In a February 2026 paper for the Dallas Fed, the economist Lutz Kilian argues that what actually destabilized inflation in the 1970s was not the oil shocks Burns and his contemporaries kept citing (inflation was already running near 7% before the first oil crisis in October 1973), but the unprecedented U.S. monetary expansion that began in 1971 after the collapse of Bretton Woods. The Fed, Kilian writes, had a habit of explaining inflation in terms of "special factors," namely: unions, food, and oil. The deeper cause it kept overlooking was the monetary environment it had created.

That does not mean the next phase of the cycle will rhyme with the 1970s. Today's inflation prints come with explanations. This one was energy, the last was services, and the one before that was supply chains or tariffs. They have a familiar shape. Each story is plausible on its own. The risk isn't that any individual explanation is wrong. It is owning a portfolio that needs each of them, in turn, to be correct. That portfolio requires inflation to moderate in a textbook manner when the current special factor passes, and the next, and the next. In the 1970s, that bet was wrong for the better part of two decades.

The Fed without a clean path

The U.S. economy is not in recessionary trouble in any immediate, obvious sense. It is, however, putting the central bank in a more constrained position than it was even a few months ago:

  • Real GDP increased at a 2.0% annualized rate in Q1 2026, but the PCE price index rose at a 4.5% annualized pace, with core PCE up 4.3%.
  • April payrolls rose by 115,000, the unemployment rate held at 4.3%, and, per the Bureau of Labor Statistics, payroll employment shows “little net change” over the prior twelve months.
  • April CPI rose 0.6% month-over-month and 3.8% year-over-year, after March’s 0.9% monthly increase. Energy rose another 3.8% in April and accounted for more than 40% of the monthly CPI increase; core CPI rose 0.4% month-over-month and 2.8% year-over-year.
  • The Fed’s April 29 FOMC statement described economic activity as expanding at a solid pace, job gains as low on average, inflation as elevated partly because of global energy prices, and developments in the Middle East as contributing to a high level of uncertainty.

The Fed cannot cut aggressively without risking a reacceleration of inflation that has already proved sticky. It cannot stay restrictive without further softening a labor market that has cooled but has not gone cold. 

The Iran-Hormuz crisis is the live manifestation. Shipping through Hormuz has been severely restricted, with Iran permitting only selected vessels through, and the U.S. blockade focused on Iranian ports and oil shipments. Before U.S. and Israeli operations began, roughly 130 ships transited the Strait each day; by early May, a much lower number was risking passage.

The market is no longer repricing around a single oil-price level so much as around each new escalation, peace proposal, and reopening headline. The EIA now assumes the Strait remains effectively closed through late May, with flows beginning to resume in late May or June, and that most pre-conflict production and trade patterns will not normalize until late 2026 or early 2027. 

This is the price of daily liquidity. But the deeper issue, for portfolios built on beta, the unspoken assumption that the market will, given enough time, cooperate, is that a cross-pressured regime can undermine conventional diversification. In 2022, the standard 60/40 portfolio fell roughly 17%, its worst year since 1937, as stocks and bonds posted simultaneous declines for the first time since 1969. "Stay the course through periodic turbulence" is durable advice when the turbulence is genuinely periodic. This philosophy doesn’t hold when turbulence is a core feature of a regime.

********

• To be done:
**1)** From the inflation commentary, copy word for word the stretch that begins at the words "The Fed cannot" and stops after the words "not gone cold.".
**2)** According to the inflation commentary, why does Kilian reject the oil shocks as the cause of destabilized inflation in the 1970s? Answer in one to three sentences.
**3)** Answer these from the inflation commentary:
(a) By how much did April payrolls rise?
(b) Roughly how many ships transited the Strait of Hormuz each day before U.S. and Israeli operations began?
(c) By roughly how much did the standard 60/40 portfolio fall in 2022?

• Given material:
********

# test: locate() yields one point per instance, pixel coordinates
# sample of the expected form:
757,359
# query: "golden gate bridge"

********

• Responses by task:
**1)**
The Fed cannot cut aggressively without risking a reacceleration of inflation that has already proved sticky. It cannot stay restrictive without further softening a labor market that has cooled but has not gone cold.

**2)** Inflation was already running near 7% before the first oil crisis in October 1973. Kilian instead attributes the destabilization to the unprecedented U.S. monetary expansion that began in 1971 after Bretton Woods collapsed.

**3)**
(a) By 115,000.
(b) Roughly 130 ships.
(c) Roughly 17%.